_TÂCHE A_.
Recopiez mot pour mot les lignes des entrées ci-dessous, en commençant au début des entrées et en terminant à la ligne qui contient « Query: rectangular window », ces deux bornes comprises.
------ TEXTE FOURNI ------
IJL-RÉSEAU.PRESSE-LE FRANCO

L’économiste en chef chez Alberta Central, Charles St-Arnaud, estime à «fortes» les chances qu’une récession «modeste» frappe le Canada au cours des prochains mois. Il se fait toutefois rassurant et pense que si une récession devait survenir au pays, elle risque de ne pas affecter la province albertaine trop durement.

«Ce qui semble être le scénario le plus envisageable, c’est que la croissance en Alberta va demeurer plus forte qu’ailleurs au Canada, mais ça reste à discuter», explique-t-il.

Une récession pourrait certes mener à des pertes d’emplois et une augmentation du taux de chômage, mais ce ne sera rien de «majeur», prévoit l’économiste. En même temps, cette récession pourrait être «le mal nécessaire pour ramener l’inflation à la cible de 2%» et du même coup, «augmenter le pouvoir d’achat des ménages», nuance-t-il.
------ EXTRAITS DE DONNÉES ------
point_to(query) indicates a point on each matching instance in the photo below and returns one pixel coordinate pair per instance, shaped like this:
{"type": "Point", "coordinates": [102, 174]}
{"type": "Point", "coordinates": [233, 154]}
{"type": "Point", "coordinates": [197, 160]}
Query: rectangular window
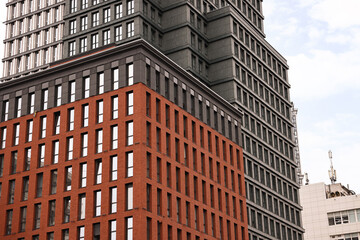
{"type": "Point", "coordinates": [98, 171]}
{"type": "Point", "coordinates": [82, 206]}
{"type": "Point", "coordinates": [84, 144]}
{"type": "Point", "coordinates": [97, 207]}
{"type": "Point", "coordinates": [68, 178]}
{"type": "Point", "coordinates": [115, 107]}
{"type": "Point", "coordinates": [130, 133]}
{"type": "Point", "coordinates": [83, 174]}
{"type": "Point", "coordinates": [114, 137]}
{"type": "Point", "coordinates": [70, 148]}
{"type": "Point", "coordinates": [130, 103]}
{"type": "Point", "coordinates": [129, 164]}
{"type": "Point", "coordinates": [99, 141]}
{"type": "Point", "coordinates": [129, 196]}
{"type": "Point", "coordinates": [113, 197]}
------
_TÂCHE B_.
Citez s'il vous plaît, sans rien changer, le passage de l'article ci-dessus sur le risque de récession au Canada qui commence par « IJL-RÉSEAU.PRESSE-LE FRANCO » et se termine par « albertaine trop durement. ».

_BONNE RÉPONSE A_.
point_to(query) indicates a point on each matching instance in the photo below and returns one pixel coordinate pair per instance, shaped like this:
{"type": "Point", "coordinates": [102, 174]}
{"type": "Point", "coordinates": [233, 154]}
{"type": "Point", "coordinates": [197, 160]}
Query: rectangular window

_BONNE RÉPONSE B_.
IJL-RÉSEAU.PRESSE-LE FRANCO

L’économiste en chef chez Alberta Central, Charles St-Arnaud, estime à «fortes» les chances qu’une récession «modeste» frappe le Canada au cours des prochains mois. Il se fait toutefois rassurant et pense que si une récession devait survenir au pays, elle risque de ne pas affecter la province albertaine trop durement.